TASK REQUIREMENTS: Word for word, write out the entries that follow, omitting all pictures.

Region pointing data
====================

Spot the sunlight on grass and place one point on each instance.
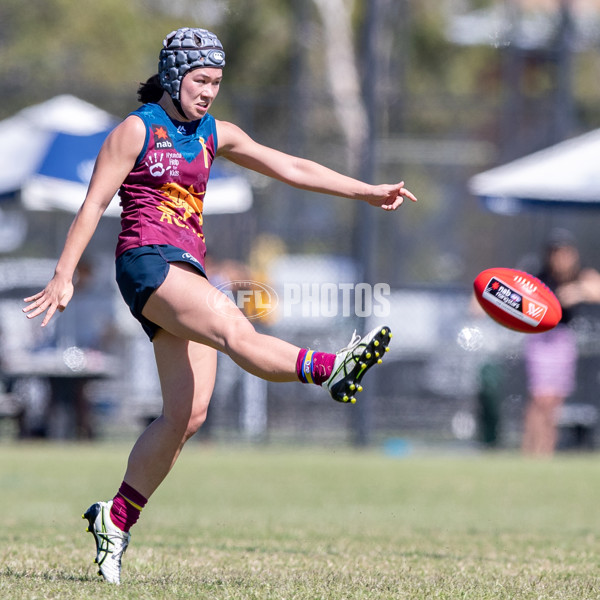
(284, 522)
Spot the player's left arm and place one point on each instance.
(240, 148)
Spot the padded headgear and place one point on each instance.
(186, 49)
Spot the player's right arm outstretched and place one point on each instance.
(241, 149)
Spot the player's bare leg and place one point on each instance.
(189, 307)
(187, 374)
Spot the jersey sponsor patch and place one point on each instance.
(161, 137)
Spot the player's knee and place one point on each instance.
(195, 421)
(236, 335)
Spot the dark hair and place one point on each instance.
(151, 90)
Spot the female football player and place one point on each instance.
(159, 160)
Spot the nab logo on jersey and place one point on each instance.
(161, 137)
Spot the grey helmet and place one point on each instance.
(186, 49)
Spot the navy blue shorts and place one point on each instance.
(142, 270)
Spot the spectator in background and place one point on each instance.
(551, 357)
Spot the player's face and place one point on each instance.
(198, 90)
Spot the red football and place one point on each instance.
(517, 300)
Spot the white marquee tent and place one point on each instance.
(564, 175)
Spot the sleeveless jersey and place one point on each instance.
(163, 196)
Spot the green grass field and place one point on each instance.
(285, 523)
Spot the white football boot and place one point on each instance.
(353, 361)
(111, 542)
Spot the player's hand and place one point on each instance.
(390, 197)
(55, 296)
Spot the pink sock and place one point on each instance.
(314, 367)
(127, 506)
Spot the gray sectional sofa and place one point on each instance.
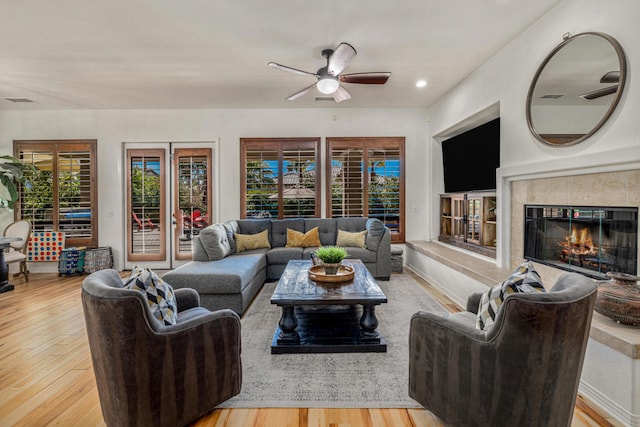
(227, 278)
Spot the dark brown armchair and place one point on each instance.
(151, 374)
(523, 371)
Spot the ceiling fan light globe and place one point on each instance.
(328, 86)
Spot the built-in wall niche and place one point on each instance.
(588, 240)
(468, 220)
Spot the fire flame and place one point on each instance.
(580, 241)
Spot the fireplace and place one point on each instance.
(587, 240)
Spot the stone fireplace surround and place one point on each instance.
(611, 373)
(611, 376)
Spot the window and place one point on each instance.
(62, 192)
(366, 178)
(279, 178)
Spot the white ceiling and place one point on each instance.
(115, 54)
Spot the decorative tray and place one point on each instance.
(344, 274)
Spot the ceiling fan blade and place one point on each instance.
(611, 77)
(365, 78)
(291, 70)
(341, 94)
(599, 93)
(340, 58)
(300, 93)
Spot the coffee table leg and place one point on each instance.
(288, 324)
(368, 322)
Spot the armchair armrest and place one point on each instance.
(186, 298)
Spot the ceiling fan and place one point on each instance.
(610, 77)
(329, 77)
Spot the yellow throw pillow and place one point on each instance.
(310, 239)
(346, 238)
(247, 242)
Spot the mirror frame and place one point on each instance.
(622, 60)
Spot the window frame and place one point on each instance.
(366, 144)
(279, 145)
(55, 147)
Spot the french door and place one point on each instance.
(170, 197)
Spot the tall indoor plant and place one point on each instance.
(12, 173)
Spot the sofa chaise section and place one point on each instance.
(231, 282)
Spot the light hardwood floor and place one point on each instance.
(46, 376)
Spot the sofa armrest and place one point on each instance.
(473, 302)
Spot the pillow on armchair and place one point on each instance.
(523, 279)
(158, 293)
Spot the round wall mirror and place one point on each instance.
(576, 89)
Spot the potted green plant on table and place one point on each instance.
(331, 257)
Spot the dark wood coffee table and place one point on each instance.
(325, 317)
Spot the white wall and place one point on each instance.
(505, 80)
(111, 128)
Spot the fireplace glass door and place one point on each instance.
(587, 240)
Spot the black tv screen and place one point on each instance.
(470, 159)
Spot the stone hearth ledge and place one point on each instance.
(622, 338)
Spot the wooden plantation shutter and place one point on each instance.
(366, 178)
(62, 193)
(279, 177)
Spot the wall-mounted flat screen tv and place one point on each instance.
(470, 159)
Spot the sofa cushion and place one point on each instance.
(247, 242)
(283, 255)
(158, 293)
(363, 254)
(523, 279)
(279, 230)
(215, 241)
(375, 233)
(327, 229)
(253, 226)
(229, 275)
(346, 238)
(352, 224)
(296, 239)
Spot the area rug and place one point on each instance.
(335, 380)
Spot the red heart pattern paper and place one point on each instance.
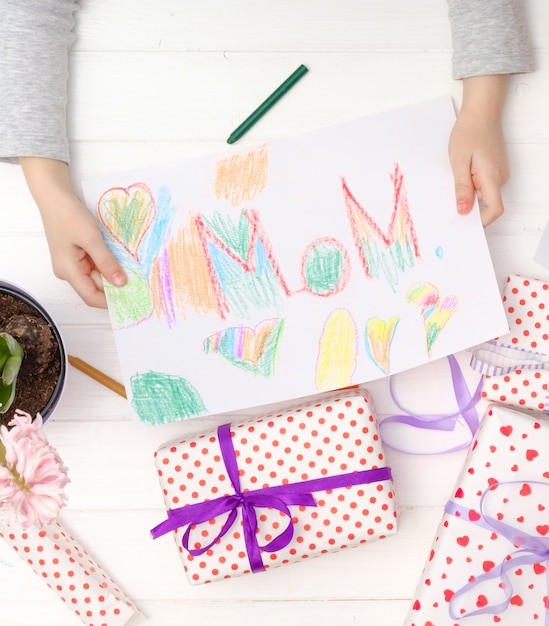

====================

EXERCISE OUTPUT:
Spot the sunlight on grass and place one point on each instance.
(284, 522)
Spot the player's left arm and place one point on each instance.
(240, 148)
Spot the padded headgear and place one point on each instance.
(186, 49)
Spot the player's right arm outstretched and place one point on each instance.
(241, 149)
Spot the player's bare leg and place one point on each instance.
(189, 307)
(187, 374)
Spot the jersey sponsor patch and place one point on each instance.
(161, 137)
Spot the player's knee and place one point on each instance.
(195, 421)
(236, 335)
Spot the dark hair and place one point on each instance.
(151, 90)
Spot the female football player and place one point on each instance.
(159, 160)
Spot the nab logo on jersey and place one point on each instance.
(161, 137)
Spot the grey helmet and place one point on each instance.
(186, 49)
Spot the navy blue shorts and place one point on each instance.
(142, 270)
Spot the spectator in background and place one point on each instance.
(551, 357)
Spot the player's face and place one point on each instance.
(198, 90)
Spot the red football and place one point on each instance.
(517, 300)
Spot the white marquee tent and place one point on each instance.
(564, 175)
Spot the sleeveless jersey and place one point on each instance.
(163, 196)
Spot the green grass field and place one point on each instance.
(285, 523)
Spot the white football boot and place one point on each instance.
(353, 361)
(111, 542)
Spot the player's hand and place one point on each instance.
(390, 197)
(55, 296)
Spot the pink sock and place one point on each instance.
(314, 367)
(127, 506)
Spot the gray sectional sofa and place one point on each instance.
(227, 278)
Spot the dark brown armchair and place one point on each instance.
(151, 374)
(523, 371)
Spot the ceiling fan light globe and place one point on each instance.
(328, 86)
Spot the built-in wall niche and place one point on each instance.
(588, 240)
(468, 220)
Spot the fire flame and place one point on each instance.
(580, 241)
Spot the fireplace and place one point on each instance.
(587, 240)
Spot the stone fireplace surround and place one point on each instance.
(611, 373)
(611, 376)
Spot the window and place one point on each instance.
(62, 192)
(366, 178)
(279, 178)
Spot the white ceiling and place one point on each instance.
(115, 54)
Spot the decorative tray and place one point on each instance.
(344, 274)
Spot the ceiling fan blade and place one point on each instance.
(611, 77)
(365, 78)
(291, 70)
(341, 94)
(599, 93)
(340, 58)
(300, 93)
Spot the coffee table leg and place one point on each instance.
(288, 324)
(368, 322)
Spot the armchair armrest and place one point on each instance.
(186, 298)
Spot the ceiling fan and place one point on each instance.
(610, 77)
(329, 77)
Spot the yellow throw pillow and place one point on each instance.
(310, 239)
(346, 238)
(247, 242)
Spot the mirror frame and place one point on each instance.
(622, 60)
Spot the window frame and place one point on each instance.
(366, 144)
(279, 145)
(55, 147)
Spot the french door and place one point on each instance.
(170, 197)
Spot the tall indoor plant and place one point on each instance.
(12, 173)
Spot the sofa chaise section and place one point on each instance.
(231, 282)
Spot the light hardwood floor and place one point on each instance.
(46, 376)
Spot the sofa armrest and place one point on each instance.
(473, 302)
Spot the pillow on armchair and place one point on each instance.
(523, 279)
(158, 293)
Spot the round wall mirror and place one point on each instance.
(576, 89)
Spot the potted green plant on table and place one point on each instance.
(331, 257)
Spot the dark wood coffee table and place one point on each instance.
(325, 317)
Spot the white wall and place one point on each instance.
(505, 80)
(111, 128)
Spot the fireplace glass door and place one point on each instance.
(587, 240)
Spot the black tv screen and place one point on each instance.
(470, 159)
Spot the stone hearth ledge and place one point on each instance.
(622, 338)
Spot the wooden plantation shutter and place one point on each instance.
(366, 178)
(62, 193)
(279, 177)
Spot the wall-mounted flat screen tv and place one point on each instance.
(470, 159)
Spot the sofa cushion and place one point on each instance.
(247, 242)
(283, 255)
(158, 293)
(363, 254)
(523, 279)
(279, 230)
(215, 241)
(375, 233)
(327, 229)
(253, 226)
(229, 275)
(346, 238)
(352, 224)
(296, 239)
Spot the area rug and place one point on each instance.
(335, 380)
Spot the red heart pattern paper and place one point on each instance.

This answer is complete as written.